━━━ Предоставленные записи
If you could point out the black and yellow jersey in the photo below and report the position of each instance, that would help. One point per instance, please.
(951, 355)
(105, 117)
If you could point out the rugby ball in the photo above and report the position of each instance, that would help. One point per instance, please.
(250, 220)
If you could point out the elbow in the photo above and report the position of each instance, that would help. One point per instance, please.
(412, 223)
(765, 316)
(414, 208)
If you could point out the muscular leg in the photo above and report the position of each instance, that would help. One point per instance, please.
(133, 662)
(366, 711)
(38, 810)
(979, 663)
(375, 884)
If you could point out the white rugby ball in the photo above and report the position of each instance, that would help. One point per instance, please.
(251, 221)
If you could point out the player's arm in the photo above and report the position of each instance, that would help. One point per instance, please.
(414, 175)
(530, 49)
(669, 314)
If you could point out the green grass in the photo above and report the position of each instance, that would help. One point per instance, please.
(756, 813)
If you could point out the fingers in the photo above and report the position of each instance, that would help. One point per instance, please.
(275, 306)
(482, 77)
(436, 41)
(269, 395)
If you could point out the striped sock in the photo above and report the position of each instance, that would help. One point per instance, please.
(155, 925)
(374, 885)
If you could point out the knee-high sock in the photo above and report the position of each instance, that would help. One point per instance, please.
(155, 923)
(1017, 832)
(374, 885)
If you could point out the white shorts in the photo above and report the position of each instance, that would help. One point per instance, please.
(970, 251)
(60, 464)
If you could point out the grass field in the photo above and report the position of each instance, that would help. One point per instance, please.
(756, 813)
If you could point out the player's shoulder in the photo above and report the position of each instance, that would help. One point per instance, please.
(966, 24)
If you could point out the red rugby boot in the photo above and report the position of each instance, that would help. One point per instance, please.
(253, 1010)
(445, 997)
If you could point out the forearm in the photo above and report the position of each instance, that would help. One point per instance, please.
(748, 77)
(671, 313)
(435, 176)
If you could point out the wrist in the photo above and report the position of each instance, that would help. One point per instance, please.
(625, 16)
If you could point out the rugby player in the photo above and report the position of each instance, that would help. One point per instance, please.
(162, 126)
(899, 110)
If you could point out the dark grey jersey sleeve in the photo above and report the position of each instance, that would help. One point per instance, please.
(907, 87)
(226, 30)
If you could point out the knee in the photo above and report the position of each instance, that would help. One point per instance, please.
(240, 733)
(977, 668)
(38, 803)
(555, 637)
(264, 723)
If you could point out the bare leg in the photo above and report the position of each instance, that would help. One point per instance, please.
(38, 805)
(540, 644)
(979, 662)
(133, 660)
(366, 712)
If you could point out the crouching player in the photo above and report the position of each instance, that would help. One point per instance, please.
━━━━━━
_Описание задания_
Перепиши все записи выше слово в слово, ничего не меняя.

_Ответ_
If you could point out the black and yellow jersey in the photo below and report the position of each instance, that would help. One point per instance, please.
(951, 355)
(105, 117)
If you could point out the rugby ball in the photo above and report the position of each instance, that would help. One point per instance, please.
(250, 220)
If you could point out the elbow in the photo above and report the position of each instance, that would help. One point per instance, please.
(412, 223)
(765, 316)
(414, 208)
If you could point out the muscular leg in the photo above and report the position of each instance, that would help. One point per instance, please.
(133, 662)
(366, 711)
(38, 810)
(979, 663)
(375, 884)
If you could point out the white rugby ball in the photo above and report the position of each instance, that would help. One point per instance, please.
(251, 221)
If you could point out the player's arm in the photo above and report the position of each instance, that would help. One point per instance, please.
(414, 175)
(530, 49)
(669, 314)
If you could point out the green grass in the photo above and report the position of each instance, that would help. One point per instance, please.
(756, 813)
If you could point out the fingers in the photo above and report the position of each instance, that would help. One point per instance, please.
(275, 306)
(482, 77)
(436, 41)
(269, 395)
If you could point out the striped sock in the photo above and report the position of each instance, that would help. One point per instance, please.
(155, 925)
(374, 885)
If you could point out the knee-high sock in the photo above and report the position of each instance, that would help. One point per instance, please.
(155, 923)
(1017, 832)
(374, 885)
If you could point out the white shorts in the photo above and report the position of each instance, that would help. One point per instance, please.
(970, 251)
(60, 464)
If you could point out the grass field in the photo above and report the position of each instance, that would help. One point per instance, please.
(756, 813)
If you could point out the player's shoulder in the photo above and report the position of each instance, that would help. One point per instance, please.
(966, 24)
If you could point out the red rugby boot in the photo above and report the position of each instance, that would help. One point per instance, please.
(253, 1010)
(445, 997)
If you could point out the forearm in the photo above and report the position of each instance, that would help. One point per instance, please.
(748, 77)
(671, 313)
(435, 176)
If you could point out the wrist in the photo above and report the position of each instance, that would help. One point per instance, please.
(625, 16)
If you could point out the rugby player in the photo above and report the position of each instance, that would help. One point per instance, please.
(162, 126)
(899, 110)
If you could point out the dark grey jersey sleeve in the photo above and report the position of each instance, that would help. One point per instance, please.
(907, 87)
(226, 30)
If you could point out the knee in the photo above and report the position of each instance, that would help. One point per instance, please.
(240, 733)
(977, 668)
(38, 803)
(555, 637)
(264, 723)
If you could point out the bare leg in the photo above and report the position of each instance, that would help. One point per instance, please.
(38, 805)
(540, 644)
(979, 662)
(133, 660)
(366, 712)
If you could point out the crouching player in the photo above and report the position of each instance, that would help. One point per instance, please.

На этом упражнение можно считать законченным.